(Referring expression pointing data)
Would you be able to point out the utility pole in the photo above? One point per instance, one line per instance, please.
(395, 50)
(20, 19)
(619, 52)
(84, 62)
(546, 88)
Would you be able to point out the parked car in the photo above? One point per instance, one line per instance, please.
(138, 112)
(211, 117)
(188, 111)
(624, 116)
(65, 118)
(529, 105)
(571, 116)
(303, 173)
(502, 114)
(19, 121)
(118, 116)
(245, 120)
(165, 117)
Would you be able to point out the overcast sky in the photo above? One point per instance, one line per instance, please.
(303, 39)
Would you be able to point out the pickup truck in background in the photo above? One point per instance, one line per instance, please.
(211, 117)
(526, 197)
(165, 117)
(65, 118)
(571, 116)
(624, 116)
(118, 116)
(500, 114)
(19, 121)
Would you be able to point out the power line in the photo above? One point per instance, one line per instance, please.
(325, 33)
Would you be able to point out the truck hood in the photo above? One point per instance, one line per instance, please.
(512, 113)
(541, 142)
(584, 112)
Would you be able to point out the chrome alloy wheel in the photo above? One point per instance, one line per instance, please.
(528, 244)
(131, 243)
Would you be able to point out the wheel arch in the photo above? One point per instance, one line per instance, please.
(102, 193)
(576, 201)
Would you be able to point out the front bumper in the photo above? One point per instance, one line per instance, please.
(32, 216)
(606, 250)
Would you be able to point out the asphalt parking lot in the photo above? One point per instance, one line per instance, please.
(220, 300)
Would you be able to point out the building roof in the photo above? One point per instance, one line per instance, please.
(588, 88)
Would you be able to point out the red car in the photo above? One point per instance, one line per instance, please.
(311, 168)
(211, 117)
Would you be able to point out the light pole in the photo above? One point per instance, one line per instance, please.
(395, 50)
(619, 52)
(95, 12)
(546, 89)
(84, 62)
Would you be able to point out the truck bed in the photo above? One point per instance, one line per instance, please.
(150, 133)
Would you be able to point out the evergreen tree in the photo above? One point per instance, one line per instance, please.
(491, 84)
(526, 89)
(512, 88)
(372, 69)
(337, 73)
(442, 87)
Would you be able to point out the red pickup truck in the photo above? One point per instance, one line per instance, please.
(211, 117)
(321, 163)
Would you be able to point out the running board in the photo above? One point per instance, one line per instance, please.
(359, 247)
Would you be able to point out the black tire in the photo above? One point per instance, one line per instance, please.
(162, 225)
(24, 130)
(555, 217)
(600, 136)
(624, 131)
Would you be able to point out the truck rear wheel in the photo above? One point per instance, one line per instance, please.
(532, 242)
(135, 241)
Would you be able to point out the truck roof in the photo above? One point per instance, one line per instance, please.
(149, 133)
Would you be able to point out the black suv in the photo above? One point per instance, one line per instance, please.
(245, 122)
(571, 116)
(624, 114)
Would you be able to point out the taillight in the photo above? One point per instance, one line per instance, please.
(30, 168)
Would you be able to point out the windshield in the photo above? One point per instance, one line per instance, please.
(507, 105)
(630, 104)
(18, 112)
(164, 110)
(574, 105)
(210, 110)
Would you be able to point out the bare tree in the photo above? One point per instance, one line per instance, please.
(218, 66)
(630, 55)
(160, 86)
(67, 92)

Exercise -
Only the lines from the one containing "Would you be able to point out the evergreen" through the last line of the records above are to be reproduced, exactly and with both ends included.

Task output -
Would you be able to point out the evergreen tree in the photo above? One point per instance, one line per instance, please.
(491, 84)
(526, 89)
(512, 88)
(372, 69)
(337, 73)
(442, 87)
Would you be able to point out the red pickup truck in the photo above? One point per instance, one line per instance, please.
(211, 117)
(321, 163)
Would you be able to point out the running board in the photo above? One point per instance, one line per instance, please.
(359, 247)
Would you be able to point out the black tire in the photo above? One point per instance, one line per instance, please.
(162, 225)
(24, 130)
(555, 217)
(600, 136)
(624, 131)
Would you be able to point out the truck rear wheel in the photo above? One point per instance, one line per instance, please.
(532, 242)
(135, 241)
Would you be able to point out the truck roof in the photo above? One point per instance, one line per instance, please.
(149, 133)
Would you be able to point out the black suv in the photo above? One point per instance, one line per instance, please.
(245, 122)
(571, 116)
(624, 114)
Would you be able to point out the taillight in the photo above? One point per instance, one line per instance, please.
(30, 168)
Would you be able to point out the windshield in the photo above? One point per instance, one line per instance, please.
(507, 105)
(630, 104)
(18, 112)
(164, 110)
(574, 105)
(210, 110)
Would you be able to point out the bare tree in the photo above? One point per instance, one line per instance, please.
(218, 66)
(630, 55)
(160, 86)
(67, 92)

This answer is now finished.